----- RECORDED INFORMATION
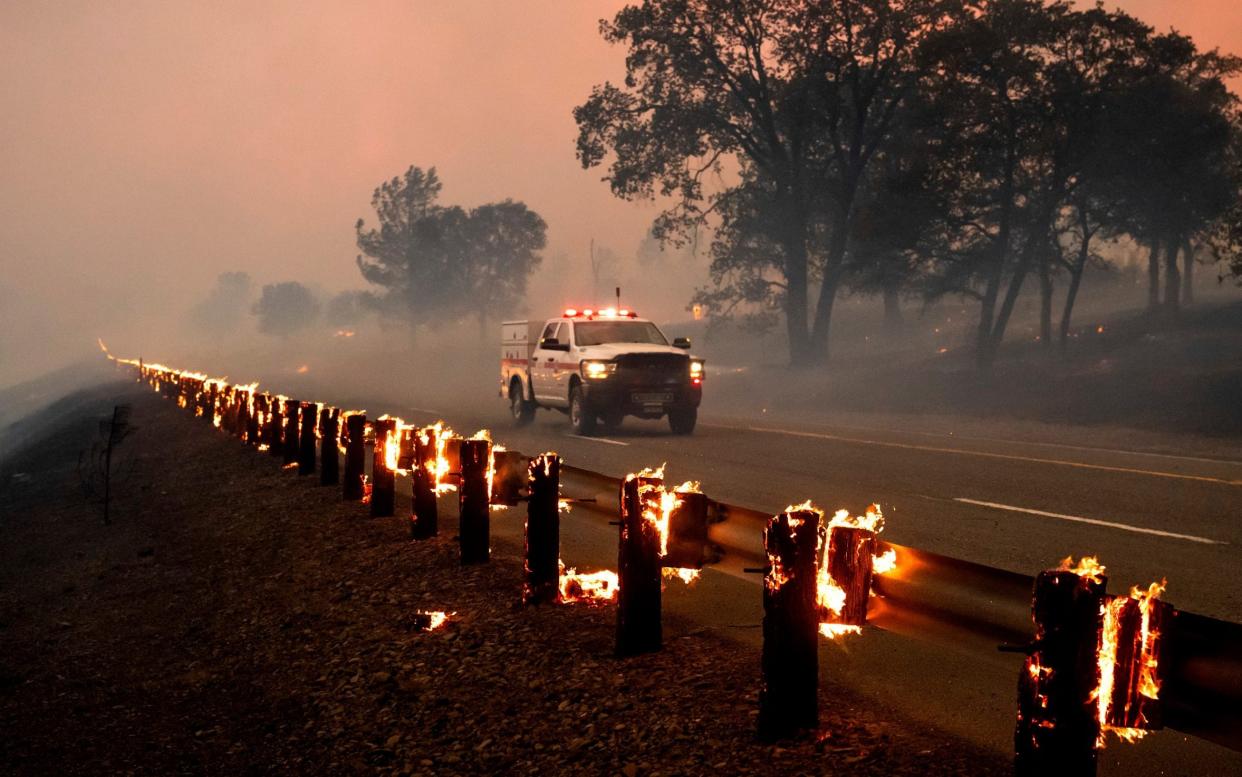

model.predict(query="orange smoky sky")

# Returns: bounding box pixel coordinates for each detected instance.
[0,0,1242,385]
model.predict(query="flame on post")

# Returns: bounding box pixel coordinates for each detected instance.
[560,562,620,603]
[1057,556,1105,585]
[1092,580,1167,747]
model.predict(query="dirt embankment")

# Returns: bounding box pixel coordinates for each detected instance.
[0,386,1009,777]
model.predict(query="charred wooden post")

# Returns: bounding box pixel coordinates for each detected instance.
[1097,596,1176,731]
[1013,570,1105,777]
[522,453,560,604]
[319,407,340,485]
[342,413,366,501]
[265,395,284,456]
[827,526,876,626]
[371,418,396,518]
[759,510,820,741]
[246,392,261,446]
[616,475,663,657]
[410,427,440,540]
[284,400,299,464]
[298,402,319,475]
[202,382,220,423]
[492,444,530,508]
[457,439,492,564]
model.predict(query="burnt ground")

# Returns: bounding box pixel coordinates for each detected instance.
[0,384,1009,777]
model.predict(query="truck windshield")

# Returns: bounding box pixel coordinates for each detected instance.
[574,321,668,345]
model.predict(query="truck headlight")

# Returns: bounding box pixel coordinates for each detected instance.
[582,361,617,380]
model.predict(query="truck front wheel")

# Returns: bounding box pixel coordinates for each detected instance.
[569,386,595,437]
[668,407,698,434]
[509,381,535,426]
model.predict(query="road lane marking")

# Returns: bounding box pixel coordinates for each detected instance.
[953,496,1228,545]
[727,426,1242,485]
[565,434,630,446]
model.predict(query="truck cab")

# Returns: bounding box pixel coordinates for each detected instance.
[501,308,703,434]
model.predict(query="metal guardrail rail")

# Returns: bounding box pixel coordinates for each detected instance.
[109,357,1242,752]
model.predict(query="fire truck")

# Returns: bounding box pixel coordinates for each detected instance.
[501,308,703,434]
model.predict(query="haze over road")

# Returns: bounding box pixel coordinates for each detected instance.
[295,377,1242,777]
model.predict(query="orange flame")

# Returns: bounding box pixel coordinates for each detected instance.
[1092,575,1167,747]
[1057,556,1105,585]
[560,562,620,603]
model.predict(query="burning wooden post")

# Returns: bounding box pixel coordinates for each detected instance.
[759,505,820,741]
[284,400,299,464]
[342,413,366,501]
[410,426,440,540]
[457,438,492,565]
[298,402,319,475]
[246,391,261,446]
[319,407,340,485]
[522,453,560,604]
[616,469,663,657]
[1095,582,1176,741]
[263,393,284,456]
[1013,559,1107,777]
[371,418,399,518]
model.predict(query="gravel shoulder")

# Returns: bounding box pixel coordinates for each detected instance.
[0,384,1010,777]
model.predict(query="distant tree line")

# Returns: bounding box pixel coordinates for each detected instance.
[354,166,548,333]
[574,0,1242,367]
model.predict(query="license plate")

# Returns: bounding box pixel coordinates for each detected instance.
[633,392,673,402]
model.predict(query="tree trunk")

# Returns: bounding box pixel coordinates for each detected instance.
[975,148,1016,369]
[1164,240,1181,318]
[781,207,811,367]
[1040,246,1053,353]
[1181,240,1195,305]
[1148,237,1160,313]
[883,283,904,338]
[1061,217,1092,359]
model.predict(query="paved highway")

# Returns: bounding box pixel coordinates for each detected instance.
[340,387,1242,777]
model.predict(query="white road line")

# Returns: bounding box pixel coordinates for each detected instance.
[953,496,1228,545]
[565,434,630,446]
[725,426,1242,485]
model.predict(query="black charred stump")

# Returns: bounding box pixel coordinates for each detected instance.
[246,391,261,446]
[616,475,663,657]
[284,400,301,464]
[759,510,820,741]
[263,395,284,456]
[342,413,366,501]
[1102,596,1176,731]
[371,418,396,518]
[298,402,319,475]
[821,526,876,627]
[457,439,492,565]
[319,407,340,485]
[1013,570,1105,777]
[522,453,560,604]
[410,427,440,540]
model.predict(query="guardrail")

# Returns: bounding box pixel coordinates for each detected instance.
[106,351,1242,770]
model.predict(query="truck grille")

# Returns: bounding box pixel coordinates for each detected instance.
[616,354,689,382]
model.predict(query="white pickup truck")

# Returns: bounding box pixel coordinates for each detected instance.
[501,308,703,434]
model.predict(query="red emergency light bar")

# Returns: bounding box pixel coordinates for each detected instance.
[564,308,638,319]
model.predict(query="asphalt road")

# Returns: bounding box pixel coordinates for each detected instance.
[355,389,1242,777]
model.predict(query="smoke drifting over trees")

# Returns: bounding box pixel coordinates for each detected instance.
[355,166,548,328]
[574,0,1242,367]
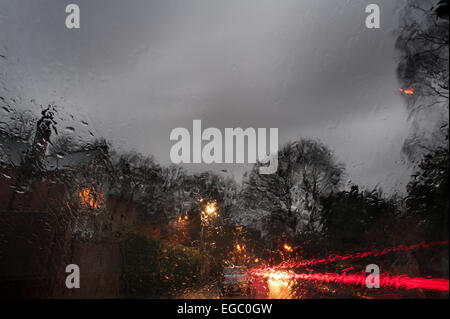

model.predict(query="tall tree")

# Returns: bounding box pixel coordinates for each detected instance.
[396,0,449,162]
[242,139,344,248]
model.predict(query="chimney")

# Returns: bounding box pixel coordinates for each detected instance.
[28,106,57,167]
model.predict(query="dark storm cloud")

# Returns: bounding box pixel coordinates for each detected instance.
[0,0,414,192]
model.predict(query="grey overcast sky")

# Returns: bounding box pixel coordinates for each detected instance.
[0,0,410,191]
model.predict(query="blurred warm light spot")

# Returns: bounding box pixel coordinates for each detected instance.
[398,87,414,95]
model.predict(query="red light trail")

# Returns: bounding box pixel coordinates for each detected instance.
[273,240,449,269]
[250,268,449,292]
[249,240,449,293]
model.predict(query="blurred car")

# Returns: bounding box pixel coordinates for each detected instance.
[220,266,252,296]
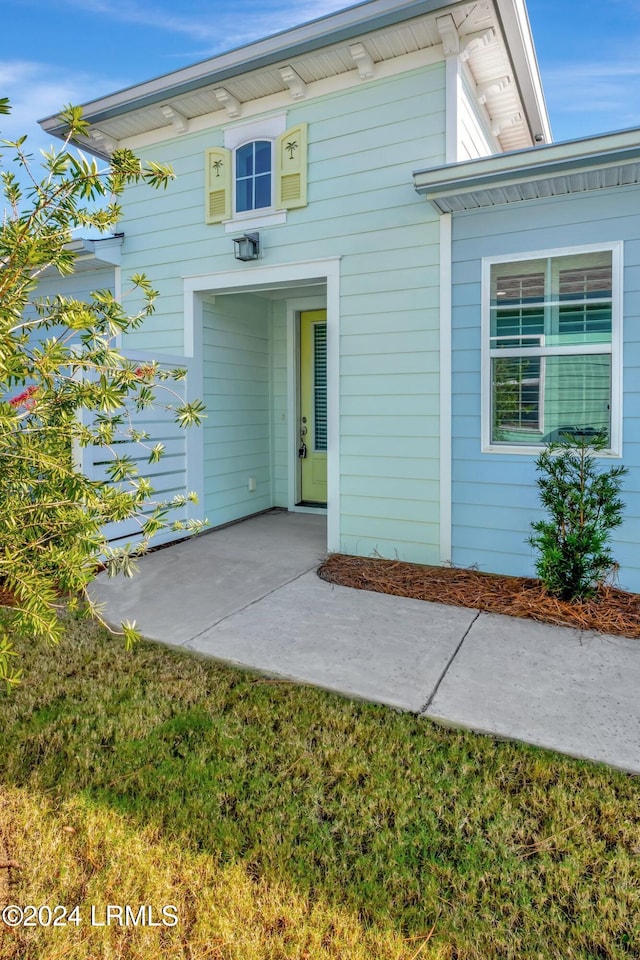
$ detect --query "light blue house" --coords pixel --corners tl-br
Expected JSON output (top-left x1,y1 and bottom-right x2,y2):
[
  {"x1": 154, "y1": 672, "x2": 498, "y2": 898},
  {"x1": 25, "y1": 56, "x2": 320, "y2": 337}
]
[{"x1": 38, "y1": 0, "x2": 640, "y2": 589}]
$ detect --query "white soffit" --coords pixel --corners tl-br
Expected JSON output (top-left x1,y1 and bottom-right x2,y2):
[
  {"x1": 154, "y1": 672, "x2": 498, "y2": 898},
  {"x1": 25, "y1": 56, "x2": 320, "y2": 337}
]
[
  {"x1": 41, "y1": 0, "x2": 540, "y2": 156},
  {"x1": 414, "y1": 130, "x2": 640, "y2": 213}
]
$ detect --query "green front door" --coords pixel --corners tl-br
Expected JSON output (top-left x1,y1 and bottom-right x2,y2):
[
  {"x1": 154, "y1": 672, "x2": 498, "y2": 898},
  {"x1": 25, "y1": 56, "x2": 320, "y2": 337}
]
[{"x1": 300, "y1": 310, "x2": 327, "y2": 504}]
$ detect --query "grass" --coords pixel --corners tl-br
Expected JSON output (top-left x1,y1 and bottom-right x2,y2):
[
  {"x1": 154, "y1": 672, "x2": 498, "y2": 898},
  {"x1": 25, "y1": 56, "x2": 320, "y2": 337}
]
[{"x1": 0, "y1": 620, "x2": 640, "y2": 960}]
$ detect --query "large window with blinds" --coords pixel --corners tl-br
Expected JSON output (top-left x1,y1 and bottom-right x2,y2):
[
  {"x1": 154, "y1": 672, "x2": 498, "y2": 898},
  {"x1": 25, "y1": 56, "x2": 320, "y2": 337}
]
[{"x1": 483, "y1": 245, "x2": 621, "y2": 450}]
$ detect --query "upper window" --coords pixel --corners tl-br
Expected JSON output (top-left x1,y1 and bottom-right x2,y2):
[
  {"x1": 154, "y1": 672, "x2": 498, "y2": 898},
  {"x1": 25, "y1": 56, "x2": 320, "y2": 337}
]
[
  {"x1": 485, "y1": 247, "x2": 619, "y2": 458},
  {"x1": 235, "y1": 140, "x2": 273, "y2": 213}
]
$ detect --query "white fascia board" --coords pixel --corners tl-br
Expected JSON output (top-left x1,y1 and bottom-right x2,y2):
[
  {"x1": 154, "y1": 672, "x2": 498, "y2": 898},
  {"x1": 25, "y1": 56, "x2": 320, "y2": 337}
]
[
  {"x1": 494, "y1": 0, "x2": 553, "y2": 143},
  {"x1": 413, "y1": 129, "x2": 640, "y2": 198},
  {"x1": 39, "y1": 0, "x2": 462, "y2": 136}
]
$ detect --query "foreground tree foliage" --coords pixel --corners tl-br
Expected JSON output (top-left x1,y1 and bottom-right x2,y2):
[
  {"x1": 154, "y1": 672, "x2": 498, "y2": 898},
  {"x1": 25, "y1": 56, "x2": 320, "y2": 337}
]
[
  {"x1": 529, "y1": 433, "x2": 627, "y2": 600},
  {"x1": 0, "y1": 99, "x2": 204, "y2": 684}
]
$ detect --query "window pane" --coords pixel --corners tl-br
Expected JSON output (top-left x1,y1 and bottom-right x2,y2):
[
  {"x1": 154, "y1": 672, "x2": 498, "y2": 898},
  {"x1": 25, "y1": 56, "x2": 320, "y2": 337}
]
[
  {"x1": 491, "y1": 357, "x2": 544, "y2": 444},
  {"x1": 491, "y1": 260, "x2": 546, "y2": 349},
  {"x1": 544, "y1": 354, "x2": 611, "y2": 442},
  {"x1": 256, "y1": 173, "x2": 271, "y2": 208},
  {"x1": 236, "y1": 143, "x2": 253, "y2": 177},
  {"x1": 254, "y1": 140, "x2": 271, "y2": 173}
]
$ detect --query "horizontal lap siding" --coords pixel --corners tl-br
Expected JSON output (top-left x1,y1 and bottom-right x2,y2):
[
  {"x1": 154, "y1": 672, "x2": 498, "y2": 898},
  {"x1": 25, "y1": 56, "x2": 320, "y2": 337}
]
[
  {"x1": 122, "y1": 63, "x2": 445, "y2": 562},
  {"x1": 452, "y1": 188, "x2": 640, "y2": 591}
]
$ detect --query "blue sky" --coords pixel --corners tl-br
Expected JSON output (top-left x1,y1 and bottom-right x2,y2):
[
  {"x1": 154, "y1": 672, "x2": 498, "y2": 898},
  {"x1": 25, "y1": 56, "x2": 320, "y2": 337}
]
[{"x1": 0, "y1": 0, "x2": 640, "y2": 156}]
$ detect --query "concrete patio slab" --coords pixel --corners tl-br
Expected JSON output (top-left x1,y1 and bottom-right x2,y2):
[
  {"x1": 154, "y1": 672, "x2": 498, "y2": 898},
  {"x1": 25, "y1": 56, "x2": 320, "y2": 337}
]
[
  {"x1": 91, "y1": 512, "x2": 327, "y2": 645},
  {"x1": 186, "y1": 571, "x2": 477, "y2": 713},
  {"x1": 426, "y1": 613, "x2": 640, "y2": 773}
]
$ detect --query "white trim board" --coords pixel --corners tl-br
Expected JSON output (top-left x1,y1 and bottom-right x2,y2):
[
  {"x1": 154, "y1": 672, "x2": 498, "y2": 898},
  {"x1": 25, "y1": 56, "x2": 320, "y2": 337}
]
[
  {"x1": 183, "y1": 257, "x2": 340, "y2": 551},
  {"x1": 480, "y1": 240, "x2": 624, "y2": 458},
  {"x1": 287, "y1": 295, "x2": 329, "y2": 513}
]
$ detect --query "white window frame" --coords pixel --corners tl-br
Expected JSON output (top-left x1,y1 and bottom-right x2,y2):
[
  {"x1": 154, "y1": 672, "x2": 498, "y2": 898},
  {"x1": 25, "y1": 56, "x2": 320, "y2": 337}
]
[
  {"x1": 480, "y1": 240, "x2": 624, "y2": 457},
  {"x1": 224, "y1": 113, "x2": 287, "y2": 233}
]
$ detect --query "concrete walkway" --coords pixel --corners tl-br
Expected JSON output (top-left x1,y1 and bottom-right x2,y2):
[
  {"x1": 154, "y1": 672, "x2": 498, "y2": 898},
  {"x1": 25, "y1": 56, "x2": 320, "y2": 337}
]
[{"x1": 93, "y1": 512, "x2": 640, "y2": 774}]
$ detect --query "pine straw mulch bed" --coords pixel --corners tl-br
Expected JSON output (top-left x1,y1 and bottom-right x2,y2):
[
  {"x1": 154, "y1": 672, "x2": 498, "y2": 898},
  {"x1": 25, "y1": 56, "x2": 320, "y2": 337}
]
[{"x1": 318, "y1": 553, "x2": 640, "y2": 638}]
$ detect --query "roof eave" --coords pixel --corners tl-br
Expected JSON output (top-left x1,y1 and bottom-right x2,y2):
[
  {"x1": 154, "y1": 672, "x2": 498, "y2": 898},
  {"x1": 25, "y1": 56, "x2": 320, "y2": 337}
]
[{"x1": 414, "y1": 129, "x2": 640, "y2": 212}]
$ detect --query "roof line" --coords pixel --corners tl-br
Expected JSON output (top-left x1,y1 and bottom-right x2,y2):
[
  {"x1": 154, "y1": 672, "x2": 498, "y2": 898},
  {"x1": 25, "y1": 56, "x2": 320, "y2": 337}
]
[{"x1": 39, "y1": 0, "x2": 464, "y2": 136}]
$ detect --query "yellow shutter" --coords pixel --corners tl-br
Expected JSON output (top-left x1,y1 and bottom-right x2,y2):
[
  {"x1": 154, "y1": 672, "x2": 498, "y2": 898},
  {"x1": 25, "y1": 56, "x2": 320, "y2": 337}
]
[
  {"x1": 276, "y1": 123, "x2": 307, "y2": 210},
  {"x1": 204, "y1": 147, "x2": 231, "y2": 223}
]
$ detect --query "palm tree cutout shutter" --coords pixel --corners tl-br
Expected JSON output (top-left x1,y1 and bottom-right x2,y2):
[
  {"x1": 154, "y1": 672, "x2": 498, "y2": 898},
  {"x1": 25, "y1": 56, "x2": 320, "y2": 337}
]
[
  {"x1": 204, "y1": 147, "x2": 231, "y2": 223},
  {"x1": 276, "y1": 123, "x2": 307, "y2": 210}
]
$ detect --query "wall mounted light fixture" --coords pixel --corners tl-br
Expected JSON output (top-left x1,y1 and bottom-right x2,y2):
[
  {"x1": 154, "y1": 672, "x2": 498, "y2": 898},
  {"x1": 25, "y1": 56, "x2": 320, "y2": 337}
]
[{"x1": 233, "y1": 233, "x2": 260, "y2": 260}]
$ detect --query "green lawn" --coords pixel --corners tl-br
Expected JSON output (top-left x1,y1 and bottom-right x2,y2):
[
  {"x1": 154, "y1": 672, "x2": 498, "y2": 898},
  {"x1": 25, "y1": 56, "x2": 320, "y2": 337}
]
[{"x1": 0, "y1": 621, "x2": 640, "y2": 960}]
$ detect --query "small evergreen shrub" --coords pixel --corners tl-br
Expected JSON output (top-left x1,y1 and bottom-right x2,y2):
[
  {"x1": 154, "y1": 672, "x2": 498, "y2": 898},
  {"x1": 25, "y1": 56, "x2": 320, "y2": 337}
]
[{"x1": 528, "y1": 433, "x2": 627, "y2": 600}]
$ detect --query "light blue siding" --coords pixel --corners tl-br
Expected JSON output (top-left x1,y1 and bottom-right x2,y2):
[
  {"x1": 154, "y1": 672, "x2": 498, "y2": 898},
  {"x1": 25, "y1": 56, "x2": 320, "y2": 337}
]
[{"x1": 452, "y1": 187, "x2": 640, "y2": 591}]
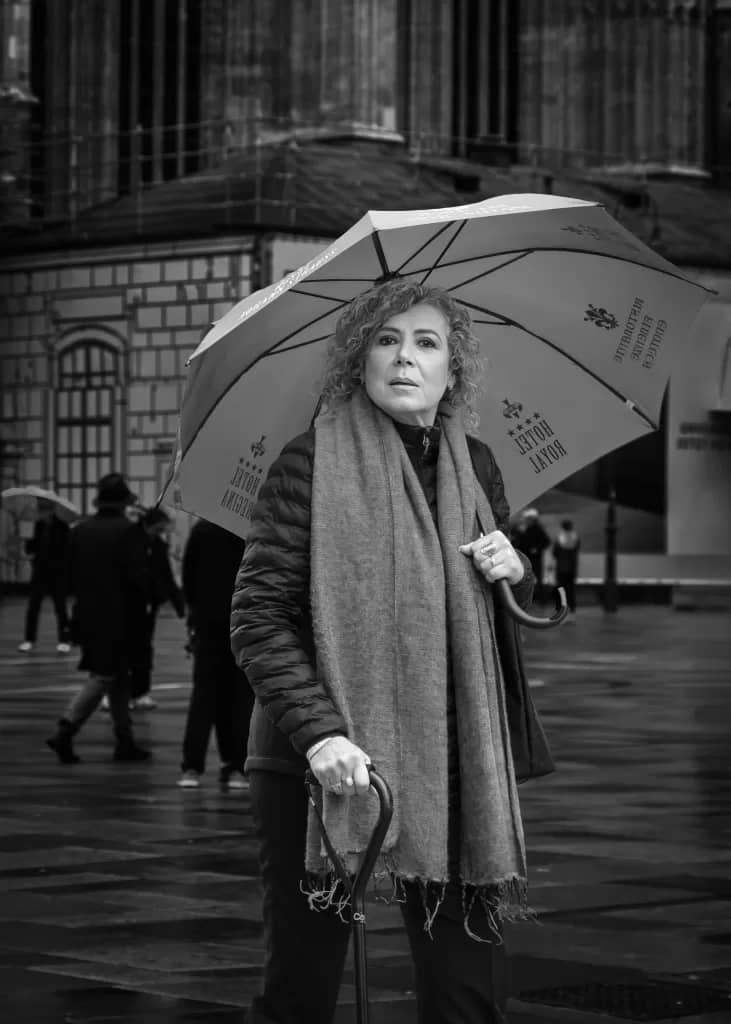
----------
## EXERCISE REQUIREMENTS
Return the records unchanged, starting at the very beginning and ending at the line that contains "[0,384,1009,777]", with both ends included. Leave the pictures out of your answer.

## THE COMPLETED TASK
model.predict(query="orange smoky sky")

# Returns: bounding box pixel coordinates for each detected instance.
[0,0,1242,385]
model.predict(query="flame on post")

# Returns: bounding box pixel coordinates for each detected instance.
[560,562,620,603]
[1057,556,1105,585]
[1092,580,1167,747]
model.predict(query="dirt embankment")

# Returns: bounding box pixel coordinates for each detected instance.
[0,386,1009,777]
model.predict(query="charred wooden post")

# Returns: bounding box pixel coordinates for each detected instance.
[1097,596,1176,731]
[1013,570,1105,777]
[522,453,560,604]
[319,407,340,485]
[342,413,366,501]
[265,395,284,456]
[827,526,876,626]
[371,418,396,518]
[759,510,820,741]
[246,392,261,446]
[616,475,663,657]
[410,427,440,540]
[284,400,299,464]
[298,402,319,475]
[202,382,220,423]
[492,444,530,508]
[457,439,492,564]
model.predict(query="burnt ground")

# Returns: bounding box pixel coordinates for each detected instance.
[0,384,1009,777]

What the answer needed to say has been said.